Exercise brief: Show each line in the entries below that contains the word "green".
-- Start Given records --
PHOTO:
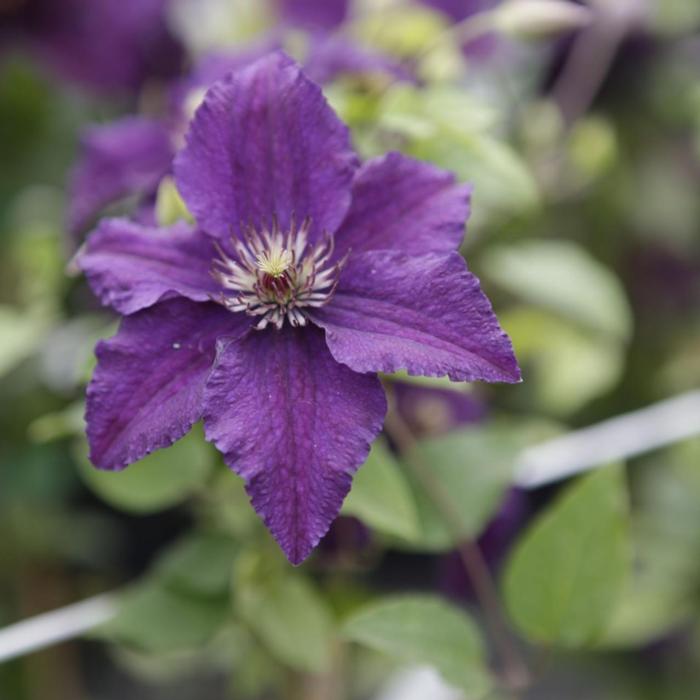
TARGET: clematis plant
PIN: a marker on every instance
(305, 275)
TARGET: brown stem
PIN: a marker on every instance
(591, 57)
(515, 672)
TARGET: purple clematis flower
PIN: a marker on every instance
(306, 275)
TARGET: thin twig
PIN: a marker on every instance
(516, 674)
(615, 439)
(56, 626)
(621, 437)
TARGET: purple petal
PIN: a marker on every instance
(424, 314)
(146, 391)
(295, 425)
(403, 203)
(126, 157)
(214, 66)
(130, 266)
(314, 15)
(265, 143)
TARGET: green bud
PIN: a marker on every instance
(534, 19)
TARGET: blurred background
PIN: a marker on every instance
(450, 575)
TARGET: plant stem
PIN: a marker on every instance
(515, 673)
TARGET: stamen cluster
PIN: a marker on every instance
(277, 275)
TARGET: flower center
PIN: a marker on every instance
(276, 275)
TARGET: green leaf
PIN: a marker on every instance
(155, 618)
(549, 346)
(471, 468)
(170, 207)
(457, 132)
(291, 618)
(199, 563)
(161, 480)
(567, 571)
(424, 630)
(662, 591)
(381, 497)
(562, 277)
(21, 333)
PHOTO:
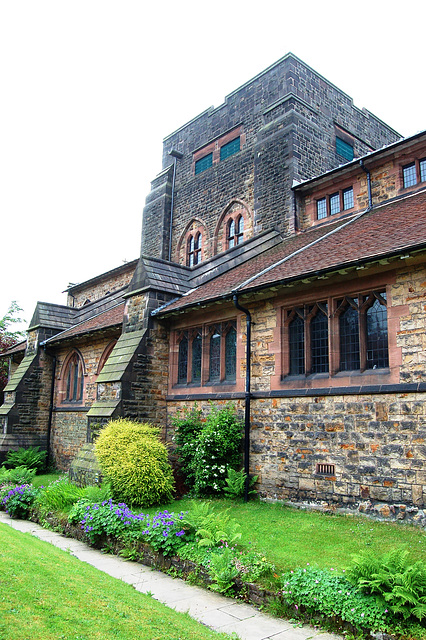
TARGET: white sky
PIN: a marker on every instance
(89, 88)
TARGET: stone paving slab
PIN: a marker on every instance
(214, 610)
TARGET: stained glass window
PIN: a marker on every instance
(214, 353)
(231, 354)
(319, 342)
(183, 360)
(196, 358)
(377, 336)
(74, 378)
(297, 346)
(349, 339)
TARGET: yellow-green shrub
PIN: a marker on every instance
(136, 463)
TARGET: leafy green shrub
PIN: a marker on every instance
(187, 426)
(59, 495)
(222, 570)
(236, 482)
(207, 450)
(19, 475)
(32, 458)
(135, 462)
(252, 566)
(323, 591)
(395, 578)
(19, 500)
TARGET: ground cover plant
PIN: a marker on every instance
(44, 591)
(237, 543)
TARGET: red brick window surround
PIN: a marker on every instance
(193, 249)
(345, 334)
(235, 230)
(334, 203)
(73, 378)
(218, 150)
(413, 173)
(206, 355)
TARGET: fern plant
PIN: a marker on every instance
(212, 528)
(236, 482)
(395, 578)
(32, 458)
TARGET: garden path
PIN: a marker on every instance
(216, 611)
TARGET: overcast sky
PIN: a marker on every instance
(89, 89)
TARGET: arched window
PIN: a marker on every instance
(74, 378)
(319, 339)
(349, 337)
(194, 249)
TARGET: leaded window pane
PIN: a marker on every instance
(230, 148)
(423, 170)
(334, 203)
(196, 358)
(231, 354)
(377, 336)
(348, 199)
(319, 343)
(215, 356)
(296, 330)
(183, 361)
(349, 340)
(203, 163)
(321, 209)
(409, 175)
(344, 149)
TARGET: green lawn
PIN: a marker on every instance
(292, 537)
(47, 594)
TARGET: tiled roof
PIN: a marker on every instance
(16, 348)
(385, 230)
(109, 318)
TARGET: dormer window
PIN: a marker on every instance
(335, 203)
(414, 173)
(235, 231)
(194, 249)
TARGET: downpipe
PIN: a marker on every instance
(247, 397)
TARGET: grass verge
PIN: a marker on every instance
(293, 538)
(47, 594)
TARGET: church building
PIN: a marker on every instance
(282, 268)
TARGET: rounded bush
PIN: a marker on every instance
(135, 462)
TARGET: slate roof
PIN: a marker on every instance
(385, 230)
(17, 348)
(109, 318)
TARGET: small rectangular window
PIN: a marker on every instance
(423, 170)
(409, 175)
(348, 199)
(326, 469)
(334, 203)
(321, 209)
(230, 148)
(203, 163)
(344, 149)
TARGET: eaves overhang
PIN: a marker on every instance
(303, 278)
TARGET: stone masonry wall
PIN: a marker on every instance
(69, 423)
(375, 443)
(287, 119)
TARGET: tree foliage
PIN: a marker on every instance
(8, 338)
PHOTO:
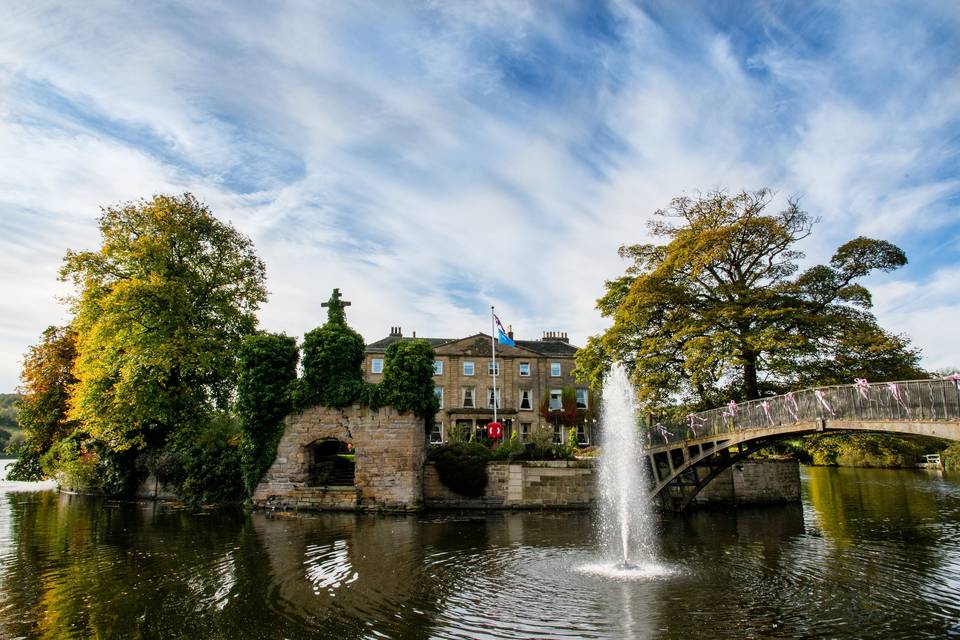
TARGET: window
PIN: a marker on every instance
(463, 429)
(581, 398)
(556, 399)
(526, 402)
(582, 439)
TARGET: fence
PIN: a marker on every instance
(912, 400)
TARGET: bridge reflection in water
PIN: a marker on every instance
(683, 458)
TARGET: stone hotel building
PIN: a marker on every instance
(527, 374)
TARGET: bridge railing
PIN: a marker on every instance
(909, 400)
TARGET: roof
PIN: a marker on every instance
(380, 346)
(549, 348)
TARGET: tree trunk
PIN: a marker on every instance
(750, 388)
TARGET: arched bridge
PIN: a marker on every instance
(683, 458)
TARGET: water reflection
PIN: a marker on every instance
(869, 554)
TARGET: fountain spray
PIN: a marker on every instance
(626, 524)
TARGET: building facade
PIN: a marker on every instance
(532, 376)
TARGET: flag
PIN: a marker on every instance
(502, 336)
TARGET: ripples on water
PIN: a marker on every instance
(869, 554)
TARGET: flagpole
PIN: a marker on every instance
(493, 351)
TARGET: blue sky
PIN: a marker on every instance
(434, 158)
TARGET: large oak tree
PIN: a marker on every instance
(161, 310)
(719, 309)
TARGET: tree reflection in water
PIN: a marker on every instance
(870, 553)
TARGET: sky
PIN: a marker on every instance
(432, 159)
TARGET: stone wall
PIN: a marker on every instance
(389, 449)
(572, 485)
(753, 482)
(525, 485)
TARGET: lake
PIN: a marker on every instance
(868, 554)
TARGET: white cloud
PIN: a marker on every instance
(398, 153)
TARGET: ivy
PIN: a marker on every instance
(267, 372)
(332, 361)
(408, 379)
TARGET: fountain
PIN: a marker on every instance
(625, 521)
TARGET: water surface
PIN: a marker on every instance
(870, 553)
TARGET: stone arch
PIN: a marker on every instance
(331, 463)
(389, 452)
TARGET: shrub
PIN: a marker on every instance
(267, 365)
(26, 468)
(462, 467)
(73, 463)
(332, 361)
(408, 379)
(512, 449)
(204, 467)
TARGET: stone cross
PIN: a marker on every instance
(335, 307)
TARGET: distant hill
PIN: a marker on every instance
(8, 412)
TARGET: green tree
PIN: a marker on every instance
(332, 360)
(719, 310)
(160, 313)
(45, 382)
(268, 371)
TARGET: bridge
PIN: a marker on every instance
(684, 457)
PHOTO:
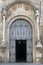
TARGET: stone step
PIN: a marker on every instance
(20, 64)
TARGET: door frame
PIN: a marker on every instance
(33, 32)
(26, 50)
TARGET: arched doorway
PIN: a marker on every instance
(21, 41)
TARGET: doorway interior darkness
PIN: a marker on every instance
(20, 41)
(20, 50)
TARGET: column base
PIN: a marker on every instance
(3, 45)
(39, 45)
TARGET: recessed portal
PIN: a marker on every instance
(20, 50)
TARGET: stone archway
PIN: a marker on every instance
(21, 29)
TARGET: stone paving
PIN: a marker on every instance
(20, 64)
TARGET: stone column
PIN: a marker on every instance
(37, 15)
(4, 20)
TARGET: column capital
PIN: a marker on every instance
(37, 13)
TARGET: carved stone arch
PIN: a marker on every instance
(33, 5)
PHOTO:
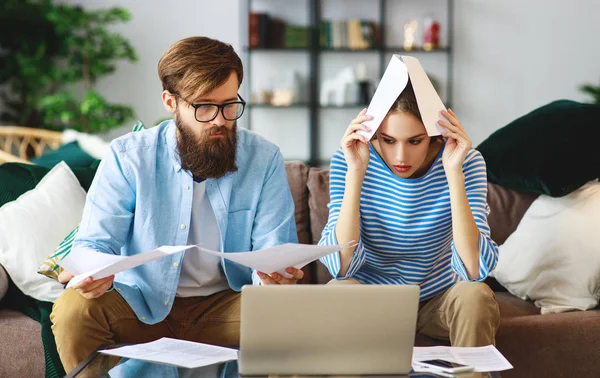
-- End Given records --
Result for this task:
TARGET: green bud
TARGET: green leaf
TARGET: yellow-green shrub
TARGET: leafy green shrub
TARGET: green lawn
TARGET: green tree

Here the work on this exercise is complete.